*Short problem*: Return every one of the records below verbatim, keeping each line unchanged and in its original order.

*Rows from an object-pointing dataset*:
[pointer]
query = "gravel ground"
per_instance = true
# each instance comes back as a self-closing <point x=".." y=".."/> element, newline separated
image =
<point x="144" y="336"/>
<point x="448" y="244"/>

*Response*:
[pointer]
query = "gravel ground"
per_instance = true
# each instance comes back as a self-closing <point x=".." y=".."/> element, newline separated
image =
<point x="144" y="336"/>
<point x="448" y="244"/>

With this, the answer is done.